Scatterplots with lattice

Scatterplots with `lattice`

We focus on studying the relationship between two quantitative variables -- possibly in conjunction with one or more categorical variables. We use the xyplot() function from the lattice package in this tutorial and will revisit this ground using ggplot2 shortly.

Optional getting started advice

Ignore if you don't need this bit of support.

This is one in a series of tutorials in which we explore basic data import, exploration and much more using data from the Gapminder project. Now is the time to make sure you are working in the appropriate directory on your computer, perhaps through the use of an RStudio project. To ensure a clean slate, you may wish to clean out your workspace and restart R (both available from the RStudio Session menu, among other methods). Confirm that the new R process has the desired working directory, for example, with the getwd() command or by glancing at the top of RStudio's Console pane.

Open a new R script (in RStudio, File > New > R Script). Develop and run your code from there (recommended) or periodicially copy "good" commands from the history. In due course, save this script with a name ending in .r or .R, containing no spaces or other funny stuff, and evoking "scatter plots" and "lattice".

Load the Gapminder data, drop Oceania, load packages

Assuming the data can be found in the current working directory, this works:

gDat <- read.delim("gapminderDataFiveYear.txt")

Plan B (I use here, because of where the source of this tutorial lives):

## data import from URL
gdURL <- "http://www.stat.ubc.ca/~jenny/notOcto/STAT545A/examples/gapminder/data/gapminderDataFiveYear.txt"
gDat <- read.delim(file = gdURL)

Basic sanity check that the import has gone well:

str(gDat)

## 'data.frame':    1704 obs. of  6 variables:
##  $ country  : Factor w/ 142 levels "Afghanistan",..: 1 1 1 1 1 1 1 1 1 1 ..
##  $ year     : int  1952 1957 1962 1967 1972 1977 1982 1987 1992 1997 ...
##  $ pop      : num  8425333 9240934 10267083 11537966 13079460 ...
##  $ continent: Factor w/ 5 levels "Africa","Americas",..: 3 3 3 3 3 3 3 3 ..
##  $ lifeExp  : num  28.8 30.3 32 34 36.1 ...
##  $ gdpPercap: num  779 821 853 836 740 ...

Drop Oceania, which only has two countries

## drop Oceania
jDat <- droplevels(subset(gDat, continent != "Oceania"))
str(jDat)

## 'data.frame':    1680 obs. of  6 variables:
##  $ country  : Factor w/ 140 levels "Afghanistan",..: 1 1 1 1 1 1 1 1 1 1 ..
##  $ year     : int  1952 1957 1962 1967 1972 1977 1982 1987 1992 1997 ...
##  $ pop      : num  8425333 9240934 10267083 11537966 13079460 ...
##  $ continent: Factor w/ 4 levels "Africa","Americas",..: 3 3 3 3 3 3 3 3 ..
##  $ lifeExp  : num  28.8 30.3 32 34 36.1 ...
##  $ gdpPercap: num  779 821 853 836 740 ...

Load the lattice package.

library(lattice)

## [Short task a]
Answer these questions about the tutorial:
(i) Which function from the lattice package does the tutorial use?
(ii) How many observations does the data frame hold after Oceania is dropped?
(iii) Which RStudio menu offers clearing the workspace and restarting R?
The listing placed after this point has no connection to the tutorial.

## [Dataset extract]
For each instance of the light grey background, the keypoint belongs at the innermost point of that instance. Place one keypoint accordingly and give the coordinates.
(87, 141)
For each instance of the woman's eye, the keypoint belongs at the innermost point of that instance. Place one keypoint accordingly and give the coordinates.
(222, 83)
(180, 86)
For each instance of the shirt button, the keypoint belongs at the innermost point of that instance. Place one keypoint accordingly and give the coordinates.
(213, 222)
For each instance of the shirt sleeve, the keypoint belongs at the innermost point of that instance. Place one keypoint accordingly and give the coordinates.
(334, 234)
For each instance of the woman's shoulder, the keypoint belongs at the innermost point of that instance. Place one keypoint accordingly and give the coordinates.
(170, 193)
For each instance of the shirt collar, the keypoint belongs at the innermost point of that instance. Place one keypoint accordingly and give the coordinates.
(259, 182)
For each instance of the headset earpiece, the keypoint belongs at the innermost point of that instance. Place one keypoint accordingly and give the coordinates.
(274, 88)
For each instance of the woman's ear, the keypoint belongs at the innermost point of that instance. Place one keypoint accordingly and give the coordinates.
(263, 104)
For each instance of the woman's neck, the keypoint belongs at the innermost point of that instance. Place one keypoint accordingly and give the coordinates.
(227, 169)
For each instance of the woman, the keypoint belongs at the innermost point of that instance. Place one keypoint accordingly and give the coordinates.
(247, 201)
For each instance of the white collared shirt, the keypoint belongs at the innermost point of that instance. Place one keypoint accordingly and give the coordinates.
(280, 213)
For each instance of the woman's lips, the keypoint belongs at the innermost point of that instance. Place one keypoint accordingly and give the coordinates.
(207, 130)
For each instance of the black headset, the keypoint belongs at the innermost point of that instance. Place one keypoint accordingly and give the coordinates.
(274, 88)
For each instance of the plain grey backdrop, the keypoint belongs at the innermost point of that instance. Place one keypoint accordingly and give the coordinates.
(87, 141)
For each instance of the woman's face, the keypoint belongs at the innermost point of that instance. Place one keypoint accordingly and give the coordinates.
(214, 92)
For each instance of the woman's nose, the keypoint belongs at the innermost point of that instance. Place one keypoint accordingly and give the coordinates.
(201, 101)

...

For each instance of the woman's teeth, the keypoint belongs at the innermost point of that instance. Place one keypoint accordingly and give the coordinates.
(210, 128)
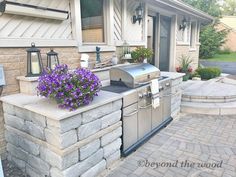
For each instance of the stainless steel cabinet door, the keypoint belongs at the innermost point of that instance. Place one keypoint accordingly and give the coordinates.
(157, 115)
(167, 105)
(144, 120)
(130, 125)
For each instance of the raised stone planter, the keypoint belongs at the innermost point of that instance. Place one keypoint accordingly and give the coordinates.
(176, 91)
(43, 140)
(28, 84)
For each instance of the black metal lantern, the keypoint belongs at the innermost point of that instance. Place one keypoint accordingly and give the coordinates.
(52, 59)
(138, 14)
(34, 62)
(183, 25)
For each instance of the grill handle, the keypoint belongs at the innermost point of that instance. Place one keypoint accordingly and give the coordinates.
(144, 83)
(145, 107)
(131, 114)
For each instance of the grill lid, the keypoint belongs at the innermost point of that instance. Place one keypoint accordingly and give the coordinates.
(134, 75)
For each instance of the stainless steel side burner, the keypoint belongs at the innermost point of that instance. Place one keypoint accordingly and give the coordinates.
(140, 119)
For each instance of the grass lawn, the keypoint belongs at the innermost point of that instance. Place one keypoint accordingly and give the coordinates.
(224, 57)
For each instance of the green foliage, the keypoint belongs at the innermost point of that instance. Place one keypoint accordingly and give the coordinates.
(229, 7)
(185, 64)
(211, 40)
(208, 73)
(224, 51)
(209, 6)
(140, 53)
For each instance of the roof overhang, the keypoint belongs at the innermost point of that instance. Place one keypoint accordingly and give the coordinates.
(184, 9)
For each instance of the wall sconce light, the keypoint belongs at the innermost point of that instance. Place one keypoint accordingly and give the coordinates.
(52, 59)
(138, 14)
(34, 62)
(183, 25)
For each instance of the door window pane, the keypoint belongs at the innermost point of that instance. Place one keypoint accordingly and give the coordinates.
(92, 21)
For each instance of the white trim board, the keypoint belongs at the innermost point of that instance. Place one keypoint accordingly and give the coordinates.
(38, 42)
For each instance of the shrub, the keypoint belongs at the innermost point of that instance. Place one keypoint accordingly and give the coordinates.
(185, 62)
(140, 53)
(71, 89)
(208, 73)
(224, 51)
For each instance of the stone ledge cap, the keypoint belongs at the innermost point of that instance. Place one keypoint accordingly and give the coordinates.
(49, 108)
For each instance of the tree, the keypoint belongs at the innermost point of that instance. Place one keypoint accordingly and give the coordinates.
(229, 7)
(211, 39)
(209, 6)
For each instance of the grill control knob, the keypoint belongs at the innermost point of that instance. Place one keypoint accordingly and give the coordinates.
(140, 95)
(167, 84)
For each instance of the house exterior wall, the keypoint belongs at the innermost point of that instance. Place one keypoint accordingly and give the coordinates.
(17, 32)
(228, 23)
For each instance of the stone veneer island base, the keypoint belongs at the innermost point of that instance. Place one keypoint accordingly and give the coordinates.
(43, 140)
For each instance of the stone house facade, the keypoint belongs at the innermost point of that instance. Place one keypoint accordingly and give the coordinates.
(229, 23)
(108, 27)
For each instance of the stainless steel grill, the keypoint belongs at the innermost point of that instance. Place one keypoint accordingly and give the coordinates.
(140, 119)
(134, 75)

...

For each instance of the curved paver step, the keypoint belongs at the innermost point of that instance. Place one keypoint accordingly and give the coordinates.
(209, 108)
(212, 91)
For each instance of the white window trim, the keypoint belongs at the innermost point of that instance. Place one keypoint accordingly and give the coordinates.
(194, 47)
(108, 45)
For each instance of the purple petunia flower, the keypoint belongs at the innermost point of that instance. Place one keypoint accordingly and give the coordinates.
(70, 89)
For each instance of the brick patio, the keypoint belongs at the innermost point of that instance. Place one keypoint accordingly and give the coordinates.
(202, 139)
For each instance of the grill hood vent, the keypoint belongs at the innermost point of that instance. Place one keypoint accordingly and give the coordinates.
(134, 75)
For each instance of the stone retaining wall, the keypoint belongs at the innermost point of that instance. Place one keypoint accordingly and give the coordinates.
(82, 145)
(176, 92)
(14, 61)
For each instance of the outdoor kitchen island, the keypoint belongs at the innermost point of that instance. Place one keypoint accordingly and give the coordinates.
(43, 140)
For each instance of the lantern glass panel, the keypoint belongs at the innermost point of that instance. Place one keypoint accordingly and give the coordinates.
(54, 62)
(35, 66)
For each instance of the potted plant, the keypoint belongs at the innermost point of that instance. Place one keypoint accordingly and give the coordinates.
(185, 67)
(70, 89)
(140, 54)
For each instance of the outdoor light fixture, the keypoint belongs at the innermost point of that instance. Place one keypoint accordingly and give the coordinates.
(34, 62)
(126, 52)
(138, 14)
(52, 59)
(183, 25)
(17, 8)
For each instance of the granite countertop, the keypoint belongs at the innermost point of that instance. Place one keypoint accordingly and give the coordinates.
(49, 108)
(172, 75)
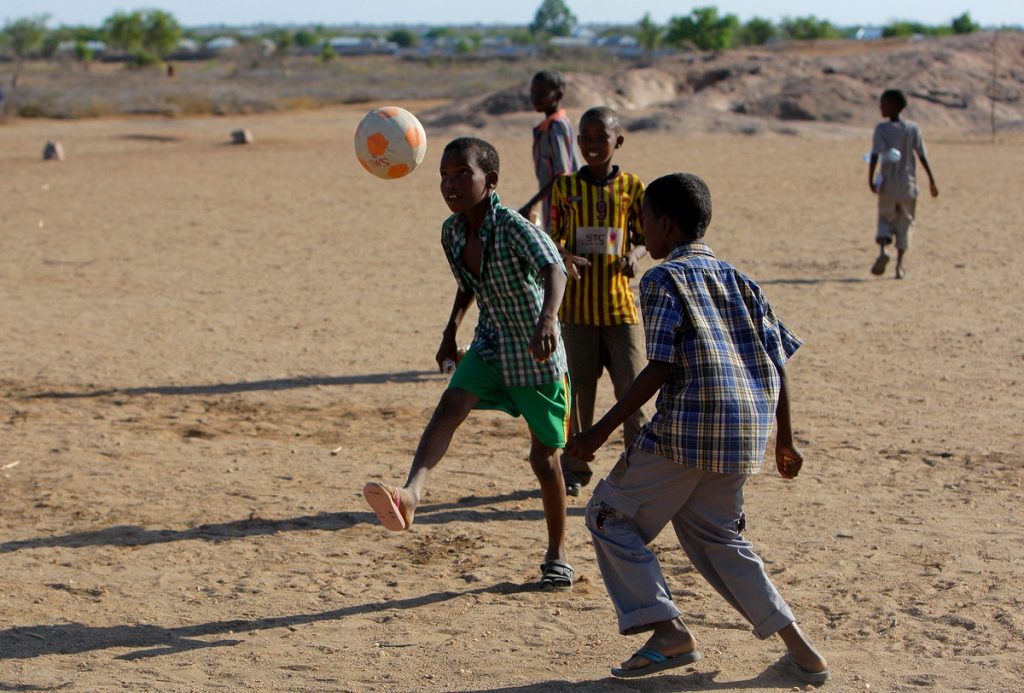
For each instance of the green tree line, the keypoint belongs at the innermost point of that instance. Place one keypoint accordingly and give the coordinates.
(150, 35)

## [Short task b]
Gather every line of the listing that contains the word "light". Case counts.

## [Full answer a]
(i) xyplot()
(ii) 1680
(iii) The Session menu

## [Full answer b]
For each instance of the light grey background, the keypoint belongs at the innermost point of that instance. Place one keypoint accordingly and give the coordinates.
For each instance of the wall sconce light, the keypoint belongs at the innermost point of that instance. Place one keypoint accordingly and give the coordinates.
For each instance of the outdoor light fixture, the keypoint belongs at the innermost point of that instance. Place one keypoint accordingly and give the coordinates.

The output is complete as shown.